* **SELECTED PASSAGE**

That experience gave me clarity. It felt as though a crucial chapter of Kashi, one that had long remained just outside my work, had finally come within its fold. It was then that I sensed the arc of the project was complete enough to begin thinking seriously about shaping and curating the photographs into a book.
Asian Literature : What do you hope readers feel when they turn the pages of this book?
Author Dipanjan Chakraborty : I hope readers feel a sense of belonging. A quiet recognition, as if the book has been waiting for them. I hope they feel calm, a meditative stillness, as though they are turning the pages of something that carries eternity within it.
More than anything, I wish for the impact to linger after the final page has been turned. That is all I long for. Not an engagement with technicalities – the lenses used, focal lengths, ISO or aperture – but an emotional resonance that stays, unspoken yet enduring.
Asian Literature : Do you think a place like Kashi can ever be fully understood, or is mystery essential to its identity?
Author Dipanjan Chakraborty : Never. If Kashi could be fully understood, people would not have been drawn to it for centuries, nor would I have kept returning for nearly three decades. Its enduring magic lies precisely in its inexhaustibility.
Each visit reveals a dimension I had not encountered before – new stories, unheard chronicles, unfamiliar ghats, and entirely fresh realizations. What once felt familiar quietly metamorphoses itself into something new. In that sense, Kashi resists completion.
The mystery must remain. There can be no final understanding, no definitive arrival. It is this open-endedness, this refusal to be fully grasped, that forms the very essence of Kashi.
Asian Literature : If you had to describe Kashi through a single emotion, what would it be—why?
Author Dipanjan Chakraborty : Belonging. I cannot fully explain why. Kashi is neither the city I was born in nor the place where I grew up. Yet it became a part of me long before my first visit – through books, cinema, and stories shared by people close to me.
When I finally arrived, I felt an unexpected sense of home. I do not try to rationalize it. Perhaps it is something deeper than comprehension, an emotional inheritance rather than a geographical one. Where familiarity precedes memory.
Asian Literature : How did you decide which images to include and which to leave out, especially when the place is so emotionally vast?

* **USING THE INFORMATION**
• 1. In the Kashi interview, for about how long has Dipanjan Chakraborty kept returning to Kashi?
• 2. Pick up the Kashi interview after its final line, writing the next part.
You won't need the records for any of this.

* **SUPPLIED ENTRIES**
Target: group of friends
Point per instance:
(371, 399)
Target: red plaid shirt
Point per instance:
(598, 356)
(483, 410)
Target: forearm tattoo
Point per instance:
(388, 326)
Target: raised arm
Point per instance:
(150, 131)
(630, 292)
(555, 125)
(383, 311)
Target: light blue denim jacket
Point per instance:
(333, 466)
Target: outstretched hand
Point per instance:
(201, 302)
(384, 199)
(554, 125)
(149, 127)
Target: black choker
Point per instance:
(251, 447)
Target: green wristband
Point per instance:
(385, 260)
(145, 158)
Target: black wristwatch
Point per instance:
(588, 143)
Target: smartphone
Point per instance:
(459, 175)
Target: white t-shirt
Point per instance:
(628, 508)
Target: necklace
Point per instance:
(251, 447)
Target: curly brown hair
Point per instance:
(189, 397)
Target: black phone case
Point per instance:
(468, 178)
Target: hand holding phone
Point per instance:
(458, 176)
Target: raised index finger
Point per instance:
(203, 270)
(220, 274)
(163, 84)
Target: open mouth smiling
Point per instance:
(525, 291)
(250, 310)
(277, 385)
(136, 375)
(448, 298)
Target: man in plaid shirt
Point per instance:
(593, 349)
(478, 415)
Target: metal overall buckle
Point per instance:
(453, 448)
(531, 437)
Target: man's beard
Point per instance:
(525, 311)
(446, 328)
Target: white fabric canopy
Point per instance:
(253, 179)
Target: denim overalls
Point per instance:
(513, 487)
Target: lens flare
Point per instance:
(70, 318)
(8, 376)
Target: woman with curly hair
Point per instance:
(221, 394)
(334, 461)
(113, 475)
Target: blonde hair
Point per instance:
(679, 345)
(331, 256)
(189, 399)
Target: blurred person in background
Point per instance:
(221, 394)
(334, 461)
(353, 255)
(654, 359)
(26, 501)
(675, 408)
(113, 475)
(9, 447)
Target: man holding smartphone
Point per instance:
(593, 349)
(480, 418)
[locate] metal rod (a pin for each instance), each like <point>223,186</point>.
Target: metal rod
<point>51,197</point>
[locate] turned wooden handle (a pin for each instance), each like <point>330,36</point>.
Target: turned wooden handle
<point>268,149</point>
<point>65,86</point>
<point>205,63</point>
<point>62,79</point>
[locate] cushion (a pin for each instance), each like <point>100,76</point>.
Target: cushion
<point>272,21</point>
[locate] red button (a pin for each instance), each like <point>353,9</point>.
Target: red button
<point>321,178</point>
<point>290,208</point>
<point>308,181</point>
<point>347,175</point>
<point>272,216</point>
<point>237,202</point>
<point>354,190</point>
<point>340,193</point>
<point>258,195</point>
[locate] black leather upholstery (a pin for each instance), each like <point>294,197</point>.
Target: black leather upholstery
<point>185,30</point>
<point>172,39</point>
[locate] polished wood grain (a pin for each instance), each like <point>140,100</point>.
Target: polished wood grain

* * *

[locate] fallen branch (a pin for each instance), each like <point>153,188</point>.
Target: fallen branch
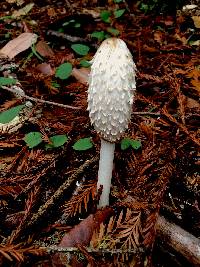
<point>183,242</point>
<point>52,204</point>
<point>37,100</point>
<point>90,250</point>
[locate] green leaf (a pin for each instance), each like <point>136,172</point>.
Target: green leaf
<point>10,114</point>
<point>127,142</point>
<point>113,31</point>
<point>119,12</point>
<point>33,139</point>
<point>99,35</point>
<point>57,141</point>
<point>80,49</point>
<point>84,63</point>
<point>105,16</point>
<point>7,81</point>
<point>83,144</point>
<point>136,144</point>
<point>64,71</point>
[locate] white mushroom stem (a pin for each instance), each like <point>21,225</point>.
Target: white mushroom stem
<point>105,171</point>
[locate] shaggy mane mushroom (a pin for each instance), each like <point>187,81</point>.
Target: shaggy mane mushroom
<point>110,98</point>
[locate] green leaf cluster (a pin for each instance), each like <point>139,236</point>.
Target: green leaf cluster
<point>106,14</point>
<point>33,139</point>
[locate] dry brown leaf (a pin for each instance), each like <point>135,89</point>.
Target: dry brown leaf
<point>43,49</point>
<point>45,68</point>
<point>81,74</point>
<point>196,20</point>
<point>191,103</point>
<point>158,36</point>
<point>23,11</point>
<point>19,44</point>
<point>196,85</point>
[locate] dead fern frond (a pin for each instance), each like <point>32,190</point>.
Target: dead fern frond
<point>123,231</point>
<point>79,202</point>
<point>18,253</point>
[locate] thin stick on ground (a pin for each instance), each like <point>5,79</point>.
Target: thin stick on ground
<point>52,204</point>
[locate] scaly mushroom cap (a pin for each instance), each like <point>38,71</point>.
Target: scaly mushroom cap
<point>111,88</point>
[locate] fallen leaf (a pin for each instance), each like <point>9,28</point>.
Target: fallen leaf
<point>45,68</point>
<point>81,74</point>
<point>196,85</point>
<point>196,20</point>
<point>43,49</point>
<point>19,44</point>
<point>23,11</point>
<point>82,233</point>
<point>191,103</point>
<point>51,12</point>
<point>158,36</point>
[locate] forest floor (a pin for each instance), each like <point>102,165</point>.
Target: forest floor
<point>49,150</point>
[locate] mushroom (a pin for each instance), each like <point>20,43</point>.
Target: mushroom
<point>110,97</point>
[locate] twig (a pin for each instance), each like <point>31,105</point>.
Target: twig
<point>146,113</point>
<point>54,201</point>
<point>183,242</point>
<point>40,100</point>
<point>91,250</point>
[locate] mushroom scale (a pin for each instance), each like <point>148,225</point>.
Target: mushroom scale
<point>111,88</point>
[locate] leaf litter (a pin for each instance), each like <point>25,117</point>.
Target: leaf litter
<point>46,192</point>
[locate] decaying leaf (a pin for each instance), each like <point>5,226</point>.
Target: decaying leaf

* **ANSWER SET**
• 1. Nearly three decades.

• 2.
Author Dipanjan Chakraborty : It is indeed a tricky process. At its core, it begins with instinct. I may be a photographer by practice, but I am a lover of photography first. Certain images speak to me immediately, without analysis or justification, and these instinctive responses form the first draft almost naturally.
What follows is a long process of pruning – distilling the work down to what feels indispensable. I begin to think about continuity, emotional weight, narrative flow, uniqueness, and the avoidance of repetition. Each image must earn its place, not just on its own, but in conversation with the others.
That said, it is far easier to describe than to do, especially when the subject is as emotionally vast as Kashi. Letting go of images is often the hardest part of shaping the book.
Asian Literature : Finally, what does “eternity” mean to you in the context of this book—and in your personal journey?
Author Dipanjan Chakraborty : For me, eternity in the context of this book is a sense of time travel – a continuity of human stories that flow endlessly through Kashi. My forefathers would have walked its lanes; my maternal grandmother was from Kashi. I have been drawn there, and I know that those who come after me will find their way there too, just as my readers might, in their own time.
This unbroken rhythm across generations is what I wished to capture. Time moves forward, lives change, yet in Kashi, something essential remains untouched. That sense of perpetuity – the feeling that while time passes, nothing truly alters at its core – is the lingering impact I hoped the book would leave behind.